Por favor, repita sem alterações o trecho da resenha sobre a biografia de Luz del Fuego, abaixo, que vai de "Outra falha do" até "deusa das cobras.".

- TRECHO DO TEXTO -
===

CÁSSIO STARLING CARLOS
EDITOR-ADJUNTO DA "ILUSTRADA"

Apesar das boas intenções, "Luz del Fuego, a Bailarina do Povo" anda na contramão da tendência editorial das biografias. Recuperando um modelo que vigorou por muito tempo, as autoras preferiram romancear a vida de Dora Vivacqua, em detrimento de uma apresentação que deveria privilegiar a análise.
Se, nos primeiros capítulos –que narram a trajetória da família de imigrantes italianos e a força feminina dos Vivacqua na figura da bisavó paterna de Dora–, a opção romanesca chega a ser atraente, o período de maturidade –em que Dora se torna Luz– é descrito como uma sucessão de fatos desencadeados.
Um exemplo é o capítulo que dá subtítulo ao livro. As autoras limitam-se a transcrever as ousadas manifestações públicas de Luz, o que deixa a impressão final de que sua meta era tão só o escândalo.
O que se perde é a disposição subversiva de Luz, pois sem ousar estabelecer vínculos com a sociedade e com a história do período, as autoras perdem a possibilidade de situar para o leitor a dimensão moral das performances eróticas de Luz em seus confrontos com a censura e, ao mesmo tempo, o significado de seu trânsito entre os políticos da época.
O objetivo declarado de enfatizar o caráter libertário de Luz del Fuego como um ícone pioneiro do feminismo –luta política, recusa das funções tradicionalmente imputadas à mulher, como mãe e esposa, autonomia no uso do próprio corpo– se dispersa na sucessão de escândalos.
Outra falha do projeto é a ausência de uma cronologia capaz de orientar o leitor. A utilização de expressões como "cinco anos depois" e "24 meses e 17 dias" não permite situar os fatos, pois não oferecem uma referência definida.
Por mais agradável que seja sua leitura, "Luz del Fuego, a Bailarina do Povo" abandona a oportunidade de esclarecer e se limita a reiterar o mito em torno da deusa das cobras.

===

- LISTAGEM -

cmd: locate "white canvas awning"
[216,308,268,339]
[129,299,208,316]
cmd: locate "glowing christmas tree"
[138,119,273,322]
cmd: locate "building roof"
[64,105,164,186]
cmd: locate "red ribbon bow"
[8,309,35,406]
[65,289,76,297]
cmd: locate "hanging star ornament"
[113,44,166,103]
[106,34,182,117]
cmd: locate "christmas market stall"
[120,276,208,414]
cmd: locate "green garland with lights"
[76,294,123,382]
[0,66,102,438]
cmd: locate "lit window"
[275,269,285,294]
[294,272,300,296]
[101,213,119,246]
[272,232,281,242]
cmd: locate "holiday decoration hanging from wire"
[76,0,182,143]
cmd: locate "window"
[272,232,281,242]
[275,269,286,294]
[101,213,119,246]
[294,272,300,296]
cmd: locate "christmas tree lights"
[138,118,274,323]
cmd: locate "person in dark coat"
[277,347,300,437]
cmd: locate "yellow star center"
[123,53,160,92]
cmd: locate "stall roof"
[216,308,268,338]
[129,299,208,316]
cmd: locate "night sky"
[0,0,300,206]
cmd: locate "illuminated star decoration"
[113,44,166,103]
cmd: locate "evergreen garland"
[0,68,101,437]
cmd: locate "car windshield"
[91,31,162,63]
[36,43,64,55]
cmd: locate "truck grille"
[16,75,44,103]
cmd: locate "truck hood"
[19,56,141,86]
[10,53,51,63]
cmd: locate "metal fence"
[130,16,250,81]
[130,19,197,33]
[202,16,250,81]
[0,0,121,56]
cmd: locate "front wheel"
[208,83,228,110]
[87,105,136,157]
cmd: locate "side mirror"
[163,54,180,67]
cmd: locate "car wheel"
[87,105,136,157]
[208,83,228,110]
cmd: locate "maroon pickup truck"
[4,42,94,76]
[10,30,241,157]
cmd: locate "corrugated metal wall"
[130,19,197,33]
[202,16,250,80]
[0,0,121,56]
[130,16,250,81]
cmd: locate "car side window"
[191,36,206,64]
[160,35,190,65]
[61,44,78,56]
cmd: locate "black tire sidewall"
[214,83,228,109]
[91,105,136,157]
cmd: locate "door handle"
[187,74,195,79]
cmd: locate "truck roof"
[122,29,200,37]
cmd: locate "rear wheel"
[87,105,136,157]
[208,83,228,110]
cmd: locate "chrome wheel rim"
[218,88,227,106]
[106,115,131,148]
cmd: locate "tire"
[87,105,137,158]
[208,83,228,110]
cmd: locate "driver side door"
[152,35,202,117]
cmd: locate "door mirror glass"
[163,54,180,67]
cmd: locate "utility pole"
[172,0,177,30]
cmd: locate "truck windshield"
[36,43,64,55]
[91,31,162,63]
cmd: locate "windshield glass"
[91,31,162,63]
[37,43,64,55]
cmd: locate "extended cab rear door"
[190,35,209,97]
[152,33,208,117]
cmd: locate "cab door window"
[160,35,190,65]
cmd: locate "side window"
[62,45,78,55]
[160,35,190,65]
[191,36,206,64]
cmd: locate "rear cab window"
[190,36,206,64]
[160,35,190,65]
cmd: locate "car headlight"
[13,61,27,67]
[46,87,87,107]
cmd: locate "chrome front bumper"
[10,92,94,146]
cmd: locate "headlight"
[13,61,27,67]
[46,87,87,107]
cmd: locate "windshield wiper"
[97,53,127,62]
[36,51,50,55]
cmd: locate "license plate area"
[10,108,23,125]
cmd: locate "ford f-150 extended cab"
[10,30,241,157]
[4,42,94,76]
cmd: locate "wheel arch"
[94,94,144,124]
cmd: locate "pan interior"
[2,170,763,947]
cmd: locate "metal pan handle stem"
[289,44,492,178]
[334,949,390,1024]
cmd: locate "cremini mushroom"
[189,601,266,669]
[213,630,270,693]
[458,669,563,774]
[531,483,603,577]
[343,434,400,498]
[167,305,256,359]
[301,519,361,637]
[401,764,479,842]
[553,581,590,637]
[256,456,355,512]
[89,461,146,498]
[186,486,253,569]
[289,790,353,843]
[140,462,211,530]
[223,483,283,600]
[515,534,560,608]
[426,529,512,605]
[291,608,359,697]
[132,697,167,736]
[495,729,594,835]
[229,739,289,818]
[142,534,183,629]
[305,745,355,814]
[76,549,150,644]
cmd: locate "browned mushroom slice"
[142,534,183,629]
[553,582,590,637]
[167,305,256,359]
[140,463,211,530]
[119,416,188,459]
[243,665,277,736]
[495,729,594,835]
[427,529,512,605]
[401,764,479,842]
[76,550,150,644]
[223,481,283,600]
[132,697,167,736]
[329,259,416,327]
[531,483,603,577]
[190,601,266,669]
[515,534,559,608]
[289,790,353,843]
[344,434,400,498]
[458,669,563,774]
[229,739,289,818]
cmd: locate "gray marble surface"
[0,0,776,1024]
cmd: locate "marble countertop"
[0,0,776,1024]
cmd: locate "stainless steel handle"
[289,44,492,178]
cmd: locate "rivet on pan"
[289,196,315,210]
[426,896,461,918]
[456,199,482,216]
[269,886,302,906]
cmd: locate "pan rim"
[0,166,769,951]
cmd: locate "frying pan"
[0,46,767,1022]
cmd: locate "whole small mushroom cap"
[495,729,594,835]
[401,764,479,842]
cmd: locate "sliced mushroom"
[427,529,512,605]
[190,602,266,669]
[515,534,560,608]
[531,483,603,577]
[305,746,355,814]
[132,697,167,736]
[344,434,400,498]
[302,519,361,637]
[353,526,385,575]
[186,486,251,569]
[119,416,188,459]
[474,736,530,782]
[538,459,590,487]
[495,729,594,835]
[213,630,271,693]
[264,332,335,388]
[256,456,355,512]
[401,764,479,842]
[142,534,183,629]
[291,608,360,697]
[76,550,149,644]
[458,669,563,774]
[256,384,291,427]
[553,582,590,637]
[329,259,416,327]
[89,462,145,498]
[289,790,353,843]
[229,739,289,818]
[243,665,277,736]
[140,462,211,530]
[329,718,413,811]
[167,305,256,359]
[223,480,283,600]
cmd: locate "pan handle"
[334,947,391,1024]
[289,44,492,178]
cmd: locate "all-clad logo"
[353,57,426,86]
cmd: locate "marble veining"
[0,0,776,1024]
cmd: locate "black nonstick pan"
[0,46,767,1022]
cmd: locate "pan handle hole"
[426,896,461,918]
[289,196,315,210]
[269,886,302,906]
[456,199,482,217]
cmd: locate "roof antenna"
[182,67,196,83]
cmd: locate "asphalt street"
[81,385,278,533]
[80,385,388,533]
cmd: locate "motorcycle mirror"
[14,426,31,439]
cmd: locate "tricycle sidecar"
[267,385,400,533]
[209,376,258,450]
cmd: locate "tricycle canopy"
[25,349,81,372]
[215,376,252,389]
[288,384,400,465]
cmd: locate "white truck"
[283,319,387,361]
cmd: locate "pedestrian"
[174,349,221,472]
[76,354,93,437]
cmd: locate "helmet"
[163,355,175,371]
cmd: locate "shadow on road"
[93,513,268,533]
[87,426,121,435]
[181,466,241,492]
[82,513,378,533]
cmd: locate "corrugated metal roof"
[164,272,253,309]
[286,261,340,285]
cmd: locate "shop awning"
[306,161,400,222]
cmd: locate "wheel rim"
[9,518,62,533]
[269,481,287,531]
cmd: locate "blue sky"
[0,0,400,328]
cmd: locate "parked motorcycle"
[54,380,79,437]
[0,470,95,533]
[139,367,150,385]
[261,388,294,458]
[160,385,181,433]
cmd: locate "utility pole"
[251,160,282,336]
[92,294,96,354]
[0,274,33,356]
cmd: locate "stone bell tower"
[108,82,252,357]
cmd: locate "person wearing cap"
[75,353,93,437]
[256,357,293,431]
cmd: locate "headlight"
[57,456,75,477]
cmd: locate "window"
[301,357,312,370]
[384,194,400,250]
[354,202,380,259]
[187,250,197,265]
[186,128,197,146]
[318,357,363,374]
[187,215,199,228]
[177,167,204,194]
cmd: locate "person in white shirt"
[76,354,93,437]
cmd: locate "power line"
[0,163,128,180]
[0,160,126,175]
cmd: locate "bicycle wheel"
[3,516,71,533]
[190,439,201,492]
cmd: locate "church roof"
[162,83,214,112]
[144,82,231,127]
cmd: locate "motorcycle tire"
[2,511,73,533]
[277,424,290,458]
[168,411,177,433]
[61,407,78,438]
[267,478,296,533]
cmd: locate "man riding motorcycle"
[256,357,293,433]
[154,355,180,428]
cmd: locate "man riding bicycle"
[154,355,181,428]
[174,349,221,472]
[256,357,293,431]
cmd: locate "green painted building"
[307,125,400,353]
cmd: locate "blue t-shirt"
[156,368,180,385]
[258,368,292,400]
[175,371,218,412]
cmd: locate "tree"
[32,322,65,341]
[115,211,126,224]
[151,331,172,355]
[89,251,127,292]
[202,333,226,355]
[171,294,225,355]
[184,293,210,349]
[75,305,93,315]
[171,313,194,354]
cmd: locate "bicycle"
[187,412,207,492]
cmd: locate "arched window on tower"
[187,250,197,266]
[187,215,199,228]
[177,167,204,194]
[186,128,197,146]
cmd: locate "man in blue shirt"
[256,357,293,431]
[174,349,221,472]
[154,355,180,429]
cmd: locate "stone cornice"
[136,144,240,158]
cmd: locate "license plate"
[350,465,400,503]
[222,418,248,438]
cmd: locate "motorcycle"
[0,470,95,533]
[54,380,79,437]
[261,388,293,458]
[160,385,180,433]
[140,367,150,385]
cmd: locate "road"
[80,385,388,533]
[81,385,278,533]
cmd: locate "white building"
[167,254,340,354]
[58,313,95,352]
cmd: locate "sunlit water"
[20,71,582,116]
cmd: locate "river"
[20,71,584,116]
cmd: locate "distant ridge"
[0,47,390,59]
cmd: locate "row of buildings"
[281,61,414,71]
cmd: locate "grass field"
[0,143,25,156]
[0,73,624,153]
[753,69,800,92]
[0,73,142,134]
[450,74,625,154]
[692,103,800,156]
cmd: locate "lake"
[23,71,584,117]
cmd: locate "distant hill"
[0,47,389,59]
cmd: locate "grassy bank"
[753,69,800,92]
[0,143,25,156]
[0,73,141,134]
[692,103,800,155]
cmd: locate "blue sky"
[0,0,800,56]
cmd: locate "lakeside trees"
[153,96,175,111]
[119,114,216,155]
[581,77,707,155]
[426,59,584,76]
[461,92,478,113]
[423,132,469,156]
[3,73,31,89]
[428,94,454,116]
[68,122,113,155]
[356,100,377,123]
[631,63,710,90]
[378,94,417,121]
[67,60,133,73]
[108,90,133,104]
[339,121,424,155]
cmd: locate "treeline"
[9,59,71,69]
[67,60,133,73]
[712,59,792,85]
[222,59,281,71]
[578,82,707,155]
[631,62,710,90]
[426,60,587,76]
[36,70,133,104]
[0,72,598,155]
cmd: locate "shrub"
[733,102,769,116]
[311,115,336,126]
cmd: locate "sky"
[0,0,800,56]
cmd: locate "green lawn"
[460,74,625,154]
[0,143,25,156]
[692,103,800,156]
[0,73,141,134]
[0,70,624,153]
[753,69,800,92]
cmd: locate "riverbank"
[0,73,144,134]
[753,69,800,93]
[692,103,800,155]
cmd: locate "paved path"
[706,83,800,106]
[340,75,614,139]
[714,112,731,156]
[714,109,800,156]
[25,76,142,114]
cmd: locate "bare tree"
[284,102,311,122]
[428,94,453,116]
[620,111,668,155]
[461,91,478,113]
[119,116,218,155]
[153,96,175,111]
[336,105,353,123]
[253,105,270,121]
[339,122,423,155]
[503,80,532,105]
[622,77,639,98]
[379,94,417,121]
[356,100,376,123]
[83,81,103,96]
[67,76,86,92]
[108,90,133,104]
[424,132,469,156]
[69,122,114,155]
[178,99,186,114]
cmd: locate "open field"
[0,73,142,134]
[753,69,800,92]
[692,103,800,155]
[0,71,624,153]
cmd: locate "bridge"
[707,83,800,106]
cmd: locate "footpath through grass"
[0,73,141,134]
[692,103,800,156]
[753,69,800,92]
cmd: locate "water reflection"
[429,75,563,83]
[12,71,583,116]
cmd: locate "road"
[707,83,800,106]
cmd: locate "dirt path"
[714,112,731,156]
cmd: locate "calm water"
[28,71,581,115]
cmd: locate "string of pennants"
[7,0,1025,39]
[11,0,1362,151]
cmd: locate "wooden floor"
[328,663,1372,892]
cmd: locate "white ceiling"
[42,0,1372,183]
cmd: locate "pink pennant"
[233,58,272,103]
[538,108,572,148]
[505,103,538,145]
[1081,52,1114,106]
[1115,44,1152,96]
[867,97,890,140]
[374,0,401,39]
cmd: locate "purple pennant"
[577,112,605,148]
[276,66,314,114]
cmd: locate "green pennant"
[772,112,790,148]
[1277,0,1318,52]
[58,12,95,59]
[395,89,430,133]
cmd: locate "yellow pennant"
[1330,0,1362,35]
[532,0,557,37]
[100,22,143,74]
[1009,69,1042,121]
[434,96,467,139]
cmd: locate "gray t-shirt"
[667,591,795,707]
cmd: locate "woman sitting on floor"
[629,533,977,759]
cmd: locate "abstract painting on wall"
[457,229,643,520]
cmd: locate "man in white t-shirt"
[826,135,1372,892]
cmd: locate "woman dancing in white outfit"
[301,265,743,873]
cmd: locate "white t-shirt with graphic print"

===

- SOLUÇÃO DA TAREFA -
Outra falha do projeto é a ausência de uma cronologia capaz de orientar o leitor. A utilização de expressões como "cinco anos depois" e "24 meses e 17 dias" não permite situar os fatos, pois não oferecem uma referência definida.
Por mais agradável que seja sua leitura, "Luz del Fuego, a Bailarina do Povo" abandona a oportunidade de esclarecer e se limita a reiterar o mito em torno da deusa das cobras.